§ **Description of the task**: Could you return the entire listing below exactly as written?
Records shown below:
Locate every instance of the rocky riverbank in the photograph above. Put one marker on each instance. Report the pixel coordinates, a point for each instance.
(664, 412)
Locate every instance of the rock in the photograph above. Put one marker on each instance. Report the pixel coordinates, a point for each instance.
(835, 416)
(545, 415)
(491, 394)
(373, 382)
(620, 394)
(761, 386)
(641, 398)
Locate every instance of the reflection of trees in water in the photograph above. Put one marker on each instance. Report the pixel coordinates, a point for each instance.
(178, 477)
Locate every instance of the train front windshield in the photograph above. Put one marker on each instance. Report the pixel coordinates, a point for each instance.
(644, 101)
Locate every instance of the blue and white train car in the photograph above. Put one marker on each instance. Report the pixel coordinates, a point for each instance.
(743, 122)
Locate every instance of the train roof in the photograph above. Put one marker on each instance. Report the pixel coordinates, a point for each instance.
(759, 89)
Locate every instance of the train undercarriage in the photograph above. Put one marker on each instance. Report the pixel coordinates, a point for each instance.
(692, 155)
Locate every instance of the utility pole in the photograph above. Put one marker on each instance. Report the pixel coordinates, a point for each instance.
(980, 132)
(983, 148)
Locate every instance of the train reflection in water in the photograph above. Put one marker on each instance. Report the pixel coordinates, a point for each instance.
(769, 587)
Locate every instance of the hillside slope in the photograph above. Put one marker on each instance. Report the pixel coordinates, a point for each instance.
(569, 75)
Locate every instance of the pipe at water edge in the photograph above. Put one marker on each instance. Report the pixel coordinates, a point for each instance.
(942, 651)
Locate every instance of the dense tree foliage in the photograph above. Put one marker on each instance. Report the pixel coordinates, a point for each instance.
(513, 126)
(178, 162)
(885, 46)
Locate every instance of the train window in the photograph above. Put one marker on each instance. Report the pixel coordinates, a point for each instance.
End of Records shown.
§ **Response to the task**:
Locate every instance of the rocky riverbank in the photograph above. Put one marker on each instance. Report the pixel coordinates, a point for each instance.
(664, 412)
Locate every instance of the rock in the photograph above. Put one marker on each instance. Report the pixel coordinates, a point for each instance.
(835, 416)
(545, 415)
(491, 394)
(373, 382)
(620, 394)
(761, 386)
(641, 398)
Locate every instance of the reflection of trees in water in the photograph above. Put one marker on each instance. Report the pixel coordinates, a point for each instance.
(178, 477)
Locate every instance of the train front windshield in the photograph above. Put one marker on each instance. Report the pixel coordinates, a point for each instance.
(644, 101)
Locate every instance of the blue and white train car in the photograph above. Put one marker on each instance. Report the pixel coordinates, a point for each instance.
(743, 122)
Locate every instance of the train roof in the photograph above. Put one marker on each instance. Report the pixel coordinates, a point for each instance.
(759, 89)
Locate every instance of the train undercarriage in the photograph above. Put one marker on each instance. Report the pixel coordinates, a point for each instance.
(692, 155)
Locate every instance of the utility pole in the photograph above. Put one marker on each instance. Report the pixel coordinates, a point for each instance.
(980, 132)
(983, 148)
Locate every instance of the train reflection in water in the photograph above. Put one marker on each instance. Report the pixel coordinates, a point for each instance.
(769, 587)
Locate every instance of the hillside slope in the photograph above. Put one marker on each instance. Report the pixel coordinates, a point for each instance.
(569, 75)
Locate every instance of the pipe at water edge in the photograph above. Put one marker on each instance. Report the pixel coordinates, a point for each instance.
(942, 651)
Locate every instance of the dense tree foliage in the photograph above. Put one marker on each instance. Report the pixel coordinates, a point for each instance.
(513, 126)
(178, 162)
(885, 46)
Locate every instance of the train window in the photograph above. Put one marker on each instance. Report the pixel coordinates, a point for each instance.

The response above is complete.